Instruction:
Rewrite the part of the listing that begins with the line containing "of the chain" and runs to the end of the listing, changing "stack of timber" to "stack of planks" and leaving everything else unchanged; return only those lines.

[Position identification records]
↓↓↓
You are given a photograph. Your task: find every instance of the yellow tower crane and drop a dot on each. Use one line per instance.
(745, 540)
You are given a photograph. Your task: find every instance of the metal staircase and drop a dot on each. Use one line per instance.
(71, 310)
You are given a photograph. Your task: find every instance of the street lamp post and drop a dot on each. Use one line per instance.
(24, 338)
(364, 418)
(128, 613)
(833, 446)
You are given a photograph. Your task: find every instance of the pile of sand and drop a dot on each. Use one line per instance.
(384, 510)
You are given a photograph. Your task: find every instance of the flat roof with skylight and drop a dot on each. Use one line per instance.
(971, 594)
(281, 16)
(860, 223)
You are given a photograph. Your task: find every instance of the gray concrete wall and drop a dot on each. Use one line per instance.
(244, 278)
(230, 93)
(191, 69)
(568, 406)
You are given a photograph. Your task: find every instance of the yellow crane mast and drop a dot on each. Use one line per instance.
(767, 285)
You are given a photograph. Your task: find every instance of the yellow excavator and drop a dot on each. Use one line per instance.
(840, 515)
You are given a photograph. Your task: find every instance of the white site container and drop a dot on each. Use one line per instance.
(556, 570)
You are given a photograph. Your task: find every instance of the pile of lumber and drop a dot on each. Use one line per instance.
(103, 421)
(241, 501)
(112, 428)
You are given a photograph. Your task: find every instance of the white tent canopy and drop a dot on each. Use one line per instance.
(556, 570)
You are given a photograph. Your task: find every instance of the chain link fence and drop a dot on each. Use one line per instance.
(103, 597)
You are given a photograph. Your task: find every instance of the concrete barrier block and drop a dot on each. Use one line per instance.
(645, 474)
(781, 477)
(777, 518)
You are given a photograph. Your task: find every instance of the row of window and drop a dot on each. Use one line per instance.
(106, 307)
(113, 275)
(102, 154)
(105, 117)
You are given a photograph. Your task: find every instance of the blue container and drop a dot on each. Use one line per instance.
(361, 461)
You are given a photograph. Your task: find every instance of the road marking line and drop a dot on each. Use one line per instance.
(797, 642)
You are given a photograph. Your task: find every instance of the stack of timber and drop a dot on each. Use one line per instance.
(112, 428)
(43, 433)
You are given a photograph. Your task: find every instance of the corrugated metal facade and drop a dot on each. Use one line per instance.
↑↑↑
Exercise output:
You are given a photograph. Your task: find every instance of the chain link fence and drop a dot on each. Use one line per instance.
(103, 597)
You are given a photograph. Your task: find every instance of the concrete barrier block and drop a dot on each. Use one line per instance.
(645, 474)
(781, 477)
(777, 518)
You are given a photograph. Your task: find every instance of the row of window and drop a dot on each. Use one line per instance.
(106, 307)
(113, 275)
(102, 154)
(105, 117)
You are given a photograph. Your task: find every instance of the blue container and drop a dot on each. Use one line per instance.
(361, 461)
You are given a photograph. Your task: find every instance of the road marking line and drop a dot on each. Use one line per instance.
(797, 642)
You are given a photograph. Your task: find every instance of the stack of planks and drop a dot on each. Use one line per instance.
(112, 428)
(43, 433)
You are given a photograph. Your task: find every instance of the corrugated metal facade and drop a dot on each. Use one line per instance.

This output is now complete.